→ **Exercise text**
◆ ◆ ◆ ◆ ◆

This article highlights the growing reliance on AI for predictions, illustrating both its potential and dangers. As algorithms increasingly influence decisions and perceptions of the future, understanding their limitations and societal impact becomes crucial for the tech industry and consumers alike.

Key Takeaways

Editors' note: Welcome to CNET's new series of guest columns called Alt View, a forum for a diverse array of experts and luminaries to share their insights into the rapidly evolving field of artificial intelligence. For more AI coverage, check out CNET's AI Atlas.

"How are you using AI?" I asked a class full of executives. Some of the answers I have heard before: health professionals using it to read medical images; managers using it to draft emails; a retail company using it to take notes in meetings before giving up on it when they realized that the AI confabulated and had no understanding of context. And then, a gem. There's almost always a gem.

◆ ◆ ◆ ◆ ◆

→ **Records supplied**
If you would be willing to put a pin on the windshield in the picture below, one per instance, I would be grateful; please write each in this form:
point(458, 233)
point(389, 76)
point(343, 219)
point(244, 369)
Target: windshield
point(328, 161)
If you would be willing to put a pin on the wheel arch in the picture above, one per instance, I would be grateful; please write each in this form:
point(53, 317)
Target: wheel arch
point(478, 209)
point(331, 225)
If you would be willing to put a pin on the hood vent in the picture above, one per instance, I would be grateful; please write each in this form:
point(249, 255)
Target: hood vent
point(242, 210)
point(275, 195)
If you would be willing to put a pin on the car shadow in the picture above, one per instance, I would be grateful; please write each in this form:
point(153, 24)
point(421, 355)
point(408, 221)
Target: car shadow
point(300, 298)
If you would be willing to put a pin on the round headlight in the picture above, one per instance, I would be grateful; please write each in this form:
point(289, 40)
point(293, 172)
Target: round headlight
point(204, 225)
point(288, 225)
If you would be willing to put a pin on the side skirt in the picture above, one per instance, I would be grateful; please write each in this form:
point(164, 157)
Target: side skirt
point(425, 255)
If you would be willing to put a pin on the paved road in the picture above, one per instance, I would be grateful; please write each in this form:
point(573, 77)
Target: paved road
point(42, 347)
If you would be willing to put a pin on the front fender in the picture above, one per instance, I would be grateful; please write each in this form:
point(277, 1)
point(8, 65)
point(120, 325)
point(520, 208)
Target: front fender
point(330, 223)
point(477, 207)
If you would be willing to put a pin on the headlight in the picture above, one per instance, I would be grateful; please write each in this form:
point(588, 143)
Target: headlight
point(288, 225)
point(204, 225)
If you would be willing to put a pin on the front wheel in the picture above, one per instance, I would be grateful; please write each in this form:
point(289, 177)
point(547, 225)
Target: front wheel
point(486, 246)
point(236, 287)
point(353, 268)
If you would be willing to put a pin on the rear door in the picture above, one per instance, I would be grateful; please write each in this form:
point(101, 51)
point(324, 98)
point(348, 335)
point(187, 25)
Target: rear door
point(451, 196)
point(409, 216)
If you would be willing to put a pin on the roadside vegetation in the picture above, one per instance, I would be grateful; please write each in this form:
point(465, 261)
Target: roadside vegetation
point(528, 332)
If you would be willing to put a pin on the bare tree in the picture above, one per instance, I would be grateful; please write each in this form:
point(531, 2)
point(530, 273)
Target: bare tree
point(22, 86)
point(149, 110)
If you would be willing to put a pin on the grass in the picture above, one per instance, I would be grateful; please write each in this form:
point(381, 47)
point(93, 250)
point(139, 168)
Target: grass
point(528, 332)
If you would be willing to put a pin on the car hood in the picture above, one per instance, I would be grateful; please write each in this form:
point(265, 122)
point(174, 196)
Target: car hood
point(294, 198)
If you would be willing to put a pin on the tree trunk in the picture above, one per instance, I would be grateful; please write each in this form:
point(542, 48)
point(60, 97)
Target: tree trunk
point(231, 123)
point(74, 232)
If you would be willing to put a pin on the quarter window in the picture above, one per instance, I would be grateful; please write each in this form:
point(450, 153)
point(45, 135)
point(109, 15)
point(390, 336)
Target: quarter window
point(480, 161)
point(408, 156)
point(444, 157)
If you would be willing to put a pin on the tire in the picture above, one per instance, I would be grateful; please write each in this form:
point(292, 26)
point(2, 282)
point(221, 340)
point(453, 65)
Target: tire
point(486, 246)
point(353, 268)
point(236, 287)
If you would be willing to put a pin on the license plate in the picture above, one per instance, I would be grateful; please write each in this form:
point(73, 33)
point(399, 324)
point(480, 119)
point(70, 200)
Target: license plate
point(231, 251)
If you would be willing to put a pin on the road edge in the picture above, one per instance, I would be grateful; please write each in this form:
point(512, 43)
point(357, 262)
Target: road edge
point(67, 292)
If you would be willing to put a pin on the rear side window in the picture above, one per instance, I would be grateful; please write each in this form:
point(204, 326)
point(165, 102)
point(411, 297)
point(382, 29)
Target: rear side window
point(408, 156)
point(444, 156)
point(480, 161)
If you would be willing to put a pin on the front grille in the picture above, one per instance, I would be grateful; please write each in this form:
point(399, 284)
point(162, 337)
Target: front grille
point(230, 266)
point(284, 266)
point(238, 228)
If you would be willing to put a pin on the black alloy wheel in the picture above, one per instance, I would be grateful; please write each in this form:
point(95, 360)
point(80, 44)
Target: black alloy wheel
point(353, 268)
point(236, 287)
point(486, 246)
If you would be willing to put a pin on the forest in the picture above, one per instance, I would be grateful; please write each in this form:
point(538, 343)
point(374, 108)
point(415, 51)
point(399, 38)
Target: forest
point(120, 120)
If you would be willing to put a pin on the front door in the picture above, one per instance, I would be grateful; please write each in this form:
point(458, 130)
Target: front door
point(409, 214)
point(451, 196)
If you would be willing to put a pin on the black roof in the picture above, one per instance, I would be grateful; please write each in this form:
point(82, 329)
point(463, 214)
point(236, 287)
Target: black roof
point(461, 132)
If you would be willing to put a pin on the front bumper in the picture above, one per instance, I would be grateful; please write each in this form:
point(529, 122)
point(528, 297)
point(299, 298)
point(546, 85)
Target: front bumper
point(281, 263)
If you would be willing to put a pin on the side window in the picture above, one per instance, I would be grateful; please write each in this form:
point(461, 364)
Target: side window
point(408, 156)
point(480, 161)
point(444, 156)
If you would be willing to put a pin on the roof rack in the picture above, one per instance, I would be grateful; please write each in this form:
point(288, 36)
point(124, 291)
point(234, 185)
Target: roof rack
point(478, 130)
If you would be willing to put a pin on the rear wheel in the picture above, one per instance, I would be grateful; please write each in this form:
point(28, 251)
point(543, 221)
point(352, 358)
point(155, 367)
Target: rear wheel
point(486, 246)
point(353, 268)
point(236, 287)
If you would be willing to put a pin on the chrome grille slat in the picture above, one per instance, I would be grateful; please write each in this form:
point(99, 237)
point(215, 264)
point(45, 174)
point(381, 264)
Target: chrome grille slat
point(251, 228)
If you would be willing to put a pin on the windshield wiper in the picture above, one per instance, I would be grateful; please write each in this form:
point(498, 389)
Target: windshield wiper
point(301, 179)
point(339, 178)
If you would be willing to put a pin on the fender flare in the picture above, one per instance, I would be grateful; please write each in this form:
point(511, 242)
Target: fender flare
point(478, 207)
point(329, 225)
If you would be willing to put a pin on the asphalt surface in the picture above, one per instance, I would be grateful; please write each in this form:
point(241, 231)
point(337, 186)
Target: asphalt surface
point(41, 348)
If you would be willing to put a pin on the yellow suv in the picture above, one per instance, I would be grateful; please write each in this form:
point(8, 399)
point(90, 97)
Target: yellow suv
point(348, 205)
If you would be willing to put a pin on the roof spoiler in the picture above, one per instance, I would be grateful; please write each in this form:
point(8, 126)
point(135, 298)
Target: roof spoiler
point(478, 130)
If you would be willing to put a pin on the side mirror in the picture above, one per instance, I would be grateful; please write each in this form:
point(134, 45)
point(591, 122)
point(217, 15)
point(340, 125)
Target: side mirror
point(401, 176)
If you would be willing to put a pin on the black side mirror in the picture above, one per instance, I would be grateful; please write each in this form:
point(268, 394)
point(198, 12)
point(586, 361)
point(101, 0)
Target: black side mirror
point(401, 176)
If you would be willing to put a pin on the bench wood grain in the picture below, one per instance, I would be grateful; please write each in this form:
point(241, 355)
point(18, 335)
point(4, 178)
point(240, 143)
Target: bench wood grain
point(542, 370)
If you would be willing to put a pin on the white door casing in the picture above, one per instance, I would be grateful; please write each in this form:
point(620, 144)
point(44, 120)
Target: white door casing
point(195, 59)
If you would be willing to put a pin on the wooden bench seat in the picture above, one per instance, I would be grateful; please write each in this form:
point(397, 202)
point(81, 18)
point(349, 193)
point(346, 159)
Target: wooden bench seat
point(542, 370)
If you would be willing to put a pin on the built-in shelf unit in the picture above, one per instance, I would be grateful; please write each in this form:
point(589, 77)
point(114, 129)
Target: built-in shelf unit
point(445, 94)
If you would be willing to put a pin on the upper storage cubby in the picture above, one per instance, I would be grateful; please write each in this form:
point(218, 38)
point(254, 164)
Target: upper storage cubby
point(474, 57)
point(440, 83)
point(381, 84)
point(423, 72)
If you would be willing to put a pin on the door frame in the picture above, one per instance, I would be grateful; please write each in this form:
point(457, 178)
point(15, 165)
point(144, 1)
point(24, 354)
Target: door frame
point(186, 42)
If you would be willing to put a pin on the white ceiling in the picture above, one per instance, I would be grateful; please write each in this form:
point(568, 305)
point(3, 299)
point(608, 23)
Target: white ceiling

◆ ◆ ◆ ◆ ◆

→ **Instructions**
• a. Translate this sentence from the AI column into Spanish: "'How are you using AI?' I asked a class full of executives."
• b. In the AI column, what is the name of CNET's new series of guest columns?
• c. Continue the AI column from where it stops.

→ **Solved problems**
• a. "¿Cómo están usando la IA?", le pregunté a una clase llena de ejecutivos.

• b. Alt View.

• c.
"I use chatbots as fortune tellers," said a middle-aged Asian woman with a beige cardigan and white sneakers. I would later learn that she has built a billion-dollar empire. A nervous rustle spreads throughout the room as people shift uncomfortably in their seats. "Just like we used to read tea leaves, you can ask AI about the future, and it can be surprisingly accurate. For example, it recently correctly predicted a 2% rise in the stock market," the student said, nodding and looking around the room while her classmates avoid eye contact.

Today's ruling soothsayers are no longer astrologers, astronomers, sociologists or even economists; they are computer scientists, data analysts and engineers. Algorithms are the new tea leaves, animal entrails and stars through which we hope to catch a glimpse of the future.

We tend to associate predictions with knowledge, but all too often, they are closer to the realm of power. Prophecies are the boxing ring in which fights over the future take place. Our expectations bend the social world toward our predictions. When someone forecasts that the world will be a certain way, they are commanding that others obey their wishes and bring that world about. Even though we have been using predictions for thousands of years to make some of the most important decisions of our lives, we have dedicated remarkably little thought to the deeper questions about prophecy. Thousands of books have been written about how to predict, but none about the ethics of prediction.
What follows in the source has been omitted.